WORK INSTRUCTION
Once you have read the entries below, give them all again without any difference.

*****

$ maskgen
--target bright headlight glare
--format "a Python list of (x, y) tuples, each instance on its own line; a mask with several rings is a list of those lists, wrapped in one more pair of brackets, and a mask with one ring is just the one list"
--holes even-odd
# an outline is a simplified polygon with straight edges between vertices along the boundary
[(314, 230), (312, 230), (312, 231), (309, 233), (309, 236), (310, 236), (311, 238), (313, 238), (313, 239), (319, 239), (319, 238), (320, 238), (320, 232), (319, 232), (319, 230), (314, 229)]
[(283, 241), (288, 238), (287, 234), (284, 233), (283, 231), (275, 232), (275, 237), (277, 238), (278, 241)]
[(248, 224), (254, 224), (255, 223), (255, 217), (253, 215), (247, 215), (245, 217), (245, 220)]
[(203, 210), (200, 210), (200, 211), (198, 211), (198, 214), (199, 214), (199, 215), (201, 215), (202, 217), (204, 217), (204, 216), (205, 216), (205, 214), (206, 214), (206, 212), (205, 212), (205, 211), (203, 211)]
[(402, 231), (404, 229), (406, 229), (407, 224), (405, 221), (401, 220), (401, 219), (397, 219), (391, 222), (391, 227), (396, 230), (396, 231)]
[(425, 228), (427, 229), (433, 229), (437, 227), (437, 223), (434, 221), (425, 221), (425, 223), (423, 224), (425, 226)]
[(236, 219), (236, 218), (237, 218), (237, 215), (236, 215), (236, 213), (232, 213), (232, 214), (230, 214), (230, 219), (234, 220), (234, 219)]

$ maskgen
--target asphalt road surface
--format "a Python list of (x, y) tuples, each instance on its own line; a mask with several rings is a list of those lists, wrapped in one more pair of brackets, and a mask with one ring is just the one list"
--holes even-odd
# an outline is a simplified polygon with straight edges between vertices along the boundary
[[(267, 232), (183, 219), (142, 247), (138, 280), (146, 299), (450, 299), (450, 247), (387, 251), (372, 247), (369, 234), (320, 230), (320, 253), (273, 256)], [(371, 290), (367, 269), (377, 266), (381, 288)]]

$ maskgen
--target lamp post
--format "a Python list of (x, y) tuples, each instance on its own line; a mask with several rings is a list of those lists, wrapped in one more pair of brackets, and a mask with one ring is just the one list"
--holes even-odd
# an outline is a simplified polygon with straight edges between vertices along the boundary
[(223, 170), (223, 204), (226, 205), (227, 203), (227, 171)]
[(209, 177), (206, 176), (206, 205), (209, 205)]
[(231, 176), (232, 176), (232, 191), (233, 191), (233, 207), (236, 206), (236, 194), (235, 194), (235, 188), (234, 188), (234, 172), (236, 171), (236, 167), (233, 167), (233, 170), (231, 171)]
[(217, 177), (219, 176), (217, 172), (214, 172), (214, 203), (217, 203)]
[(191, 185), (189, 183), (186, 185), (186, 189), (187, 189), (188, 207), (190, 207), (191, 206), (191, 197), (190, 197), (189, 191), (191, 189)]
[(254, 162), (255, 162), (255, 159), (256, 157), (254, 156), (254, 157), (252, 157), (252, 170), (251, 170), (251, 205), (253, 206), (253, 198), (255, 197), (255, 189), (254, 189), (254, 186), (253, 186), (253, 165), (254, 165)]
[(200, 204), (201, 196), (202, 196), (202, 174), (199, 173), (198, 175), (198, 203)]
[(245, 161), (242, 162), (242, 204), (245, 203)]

*****

SOLVED PROBLEM
$ maskgen
--target bright headlight glare
--format "a Python list of (x, y) tuples, each instance on its own line; a mask with several rings is a list of those lists, wrapped in one more pair of brackets, and a mask with one ring is just the one list"
--holes even-odd
# an outline is a simplified polygon with straight edges between vertices along the boundary
[(314, 230), (312, 230), (312, 231), (309, 233), (309, 236), (310, 236), (311, 238), (313, 238), (313, 239), (319, 239), (319, 238), (320, 238), (320, 232), (319, 232), (319, 230), (314, 229)]
[(283, 241), (288, 238), (287, 234), (284, 233), (283, 231), (275, 232), (275, 237), (277, 238), (278, 241)]
[(248, 224), (254, 224), (255, 223), (255, 217), (253, 215), (247, 215), (245, 217), (245, 220)]
[(203, 210), (200, 210), (200, 211), (198, 211), (198, 214), (199, 214), (199, 215), (201, 215), (202, 217), (204, 217), (204, 216), (205, 216), (205, 214), (206, 214), (206, 212), (205, 212), (205, 211), (203, 211)]
[(402, 231), (404, 229), (406, 229), (407, 224), (405, 221), (401, 220), (401, 219), (397, 219), (391, 222), (391, 227), (396, 230), (396, 231)]
[(425, 228), (427, 229), (433, 229), (437, 227), (437, 223), (434, 221), (425, 221), (425, 223), (423, 224), (425, 226)]
[(236, 219), (236, 218), (237, 218), (237, 215), (236, 215), (236, 213), (232, 213), (232, 214), (230, 214), (230, 219), (234, 220), (234, 219)]

$ maskgen
--target asphalt road surface
--format "a Python list of (x, y) tuples, each instance on its own line; a mask with several rings is a list of those lists, wrapped in one more pair of brackets, and a mask with one ring is just the one list"
--holes even-odd
# an outline is a simplified polygon with straight edges between vertices along the boundary
[[(267, 232), (183, 219), (142, 247), (138, 280), (146, 299), (450, 299), (450, 247), (387, 251), (372, 247), (369, 234), (320, 230), (320, 253), (273, 256)], [(371, 290), (367, 269), (377, 266), (381, 288)]]

$ maskgen
--target lamp post
--format "a Python list of (x, y) tuples, each instance on its own line; a mask with several rings is a list of those lists, wrapped in one more pair of brackets, and a mask with one ring is just the one list"
--holes even-odd
# an outline is a simplified polygon with straight edges between vertices along the boundary
[(223, 170), (223, 204), (226, 205), (227, 203), (227, 171)]
[(209, 177), (206, 176), (206, 205), (209, 205)]
[(231, 176), (232, 176), (232, 191), (233, 191), (233, 207), (236, 206), (236, 194), (235, 194), (235, 188), (234, 188), (234, 172), (236, 171), (236, 167), (233, 167), (233, 170), (231, 171)]
[(217, 177), (219, 176), (217, 172), (214, 172), (214, 203), (217, 203)]
[(191, 185), (189, 183), (186, 185), (186, 189), (187, 189), (188, 207), (190, 207), (191, 206), (191, 197), (190, 197), (189, 191), (191, 189)]
[(254, 162), (255, 162), (255, 159), (256, 157), (254, 156), (254, 157), (252, 157), (252, 170), (251, 170), (251, 205), (253, 206), (253, 198), (255, 197), (255, 189), (254, 189), (254, 186), (253, 186), (253, 165), (254, 165)]
[(200, 204), (201, 196), (202, 196), (202, 174), (199, 173), (198, 175), (198, 203)]
[(245, 161), (242, 162), (242, 204), (245, 203)]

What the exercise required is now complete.